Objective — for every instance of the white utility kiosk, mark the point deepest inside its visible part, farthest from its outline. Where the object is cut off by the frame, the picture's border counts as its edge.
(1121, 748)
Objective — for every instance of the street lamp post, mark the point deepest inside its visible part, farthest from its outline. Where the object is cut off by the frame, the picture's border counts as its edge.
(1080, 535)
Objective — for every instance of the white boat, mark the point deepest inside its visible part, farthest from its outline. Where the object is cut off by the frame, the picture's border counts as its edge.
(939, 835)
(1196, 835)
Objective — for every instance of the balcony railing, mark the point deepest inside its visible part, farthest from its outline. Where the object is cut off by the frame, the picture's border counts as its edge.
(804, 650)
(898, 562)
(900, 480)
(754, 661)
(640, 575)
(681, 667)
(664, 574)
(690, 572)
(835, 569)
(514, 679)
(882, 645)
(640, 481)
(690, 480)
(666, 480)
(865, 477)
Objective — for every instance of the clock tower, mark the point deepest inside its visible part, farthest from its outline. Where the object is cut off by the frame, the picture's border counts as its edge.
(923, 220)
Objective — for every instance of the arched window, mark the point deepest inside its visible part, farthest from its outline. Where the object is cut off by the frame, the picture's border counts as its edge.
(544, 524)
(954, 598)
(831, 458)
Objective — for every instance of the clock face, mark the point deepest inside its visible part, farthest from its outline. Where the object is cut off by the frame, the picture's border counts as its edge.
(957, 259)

## Your objective
Every record must be given again exactly as it was written.

## Output
Objective — for every instance of the white utility kiosk, mark the point deepest inside its visible part, farthest from its outline. Where the object is cut off by the frame, the picture's border counts as its edge.
(1121, 748)
Objective — for every instance of the street lamp post, mark the point deepest inside its visible part, farthest from its outline. Where the object is cut off by the frame, the picture's border counts as its edge.
(1080, 535)
Objective — for every instance of the white boat, mark the point deepest inside its visible part, farthest from its outline. Where the object is cut off by the frame, the picture's border counts as its edge.
(939, 835)
(1196, 835)
Objective — for every instance of the balcony railing, mark the point deepest inside its visible part, farthest from its outline. Where the object is cut off by the frame, the picture's border counts as its edge.
(804, 650)
(898, 562)
(900, 480)
(754, 661)
(640, 575)
(681, 667)
(664, 574)
(690, 572)
(835, 569)
(514, 679)
(882, 645)
(640, 481)
(690, 480)
(666, 480)
(865, 477)
Objective — for every instance of the clock tower, mark the point deepest inside its visible part, farthest from its outline. Where the object is cut off by the frame, the picture's border counts as its edge.
(923, 220)
Objective — for every instance of the arched window, mark the point deepest inside its visible part, farthest from its outline. Where the object is cut off by the frame, the picture's border counts as its edge.
(544, 524)
(954, 598)
(831, 458)
Objective — for every instance of the clock face, mark the point deepest inside its visible part, farthest from its outline. Where the object is cut off by the frame, the picture's border counts as its edge.
(957, 259)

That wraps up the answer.